_OPDRACHTEN_.
A: Leg in één tot drie zinnen uit waarom God volgens het paginafragment een volk kiest.
B: Geef uit het paginafragment de passage van "We zijn tot" tot en met "een menselijke geschiedenis'." letterlijk weer.

De vanzelfsprekenheid is ons echte drama. Alles wordt als vanzelfsprekend beschouwd: dan zeggen mensen en feiten ons niets meer, we houden ons er niet meer mee bezig. Die vanzelfsprekenheid heeft een diepe reden: we vinden God 'onwerkelijk', 'zo ver verwijderd van de dingen die ons bezighouden'.

Om te zien hoezeer het leven verandert, moeten we de moed hebben om te verifiëren wat er gebeurt als we, zoals Benedictus XVI opmerkt, leven volgens H. U. von Balthasar's uitnodiging: "God (...): verban Hem niet naar de achtergrond maar begin bij Zijn Aanwezigheid."

Maar alleen degenen die echt om zichzelf geven, om zelfontplooiing, om de volheid van hun leven, kunnen deze suggestie ter harte nemen. Alleen voor degenen die zich niet conformeren aan het niets dat zich in het dagelijks leven verspreidt, die zich niet overgeven aan de daaruit voortvloeiende verwarring en die bereid zijn niet te bezwijken voor de verleiding van scepsis, voor hen verliest de realiteit de 'vertrouwde' aanblik die zover kan gaan als verveling en zelfhaat, en openbaart zich als een voortdurende, veelbelovende nieuwheid.

We zijn tot deze kennis gekomen door een geschiedenis. "De Bestemming openbaart zich, de Bestemming - dat wil zeggen de mysterieuze God, het mysterie dat we God noemen - spreekt voor zich, dat wil zeggen, het maakt zich definitief bekend door de keuze van een volk. (...) God kiest een volk geboren uit Abraham et semini eius, en zijn zaad, zijn nakomelingen; Hij kiest een volk, omdat Hij ons daardoor en door haar geschiedenis beter laat begrijpen wat Hij wil.

Dit is het plan dat de Bestemming, God, wil realiseren: "Ik wil de positiviteit van alles." En dat gebeurt 'door een menselijke geschiedenis'.

_INHOUD DATASET_.
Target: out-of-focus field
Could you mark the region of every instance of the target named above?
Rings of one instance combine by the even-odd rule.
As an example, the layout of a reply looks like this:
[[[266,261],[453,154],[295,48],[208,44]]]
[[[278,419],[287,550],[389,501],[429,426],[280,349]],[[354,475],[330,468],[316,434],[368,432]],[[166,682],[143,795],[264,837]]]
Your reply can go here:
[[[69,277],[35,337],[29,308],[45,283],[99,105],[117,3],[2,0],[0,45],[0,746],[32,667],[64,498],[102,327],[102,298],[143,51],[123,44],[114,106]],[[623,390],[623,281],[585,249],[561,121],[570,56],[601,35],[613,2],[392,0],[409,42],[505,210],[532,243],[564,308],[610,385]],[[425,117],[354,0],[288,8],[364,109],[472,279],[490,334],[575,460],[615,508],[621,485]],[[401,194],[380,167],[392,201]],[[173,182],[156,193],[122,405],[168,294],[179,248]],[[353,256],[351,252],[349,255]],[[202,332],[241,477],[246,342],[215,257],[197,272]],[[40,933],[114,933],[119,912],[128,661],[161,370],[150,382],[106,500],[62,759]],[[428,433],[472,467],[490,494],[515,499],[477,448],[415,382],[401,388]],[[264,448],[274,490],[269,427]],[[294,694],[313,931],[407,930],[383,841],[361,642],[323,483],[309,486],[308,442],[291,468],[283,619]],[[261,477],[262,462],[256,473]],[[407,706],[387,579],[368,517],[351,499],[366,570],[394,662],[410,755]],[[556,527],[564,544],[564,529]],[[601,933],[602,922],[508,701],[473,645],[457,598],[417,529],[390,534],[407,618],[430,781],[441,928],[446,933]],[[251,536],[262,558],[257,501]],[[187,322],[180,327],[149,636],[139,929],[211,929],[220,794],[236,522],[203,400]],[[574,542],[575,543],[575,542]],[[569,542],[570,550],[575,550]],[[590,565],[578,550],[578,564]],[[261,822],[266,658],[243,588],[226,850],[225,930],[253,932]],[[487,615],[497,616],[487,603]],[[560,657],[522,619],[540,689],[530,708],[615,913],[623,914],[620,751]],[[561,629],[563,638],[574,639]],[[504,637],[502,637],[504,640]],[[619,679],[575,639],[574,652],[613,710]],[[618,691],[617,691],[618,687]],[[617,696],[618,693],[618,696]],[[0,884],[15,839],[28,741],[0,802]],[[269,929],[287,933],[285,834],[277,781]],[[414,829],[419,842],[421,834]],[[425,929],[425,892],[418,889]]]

_EINDRESULTATEN_.
A: God kiest een volk omdat Hij ons daardoor, en door de geschiedenis van dat volk, beter laat begrijpen wat Hij wil.

B:
We zijn tot deze kennis gekomen door een geschiedenis. "De Bestemming openbaart zich, de Bestemming - dat wil zeggen de mysterieuze God, het mysterie dat we God noemen - spreekt voor zich, dat wil zeggen, het maakt zich definitief bekend door de keuze van een volk. (...) God kiest een volk geboren uit Abraham et semini eius, en zijn zaad, zijn nakomelingen; Hij kiest een volk, omdat Hij ons daardoor en door haar geschiedenis beter laat begrijpen wat Hij wil.

Dit is het plan dat de Bestemming, God, wil realiseren: "Ik wil de positiviteit van alles." En dat gebeurt 'door een menselijke geschiedenis'.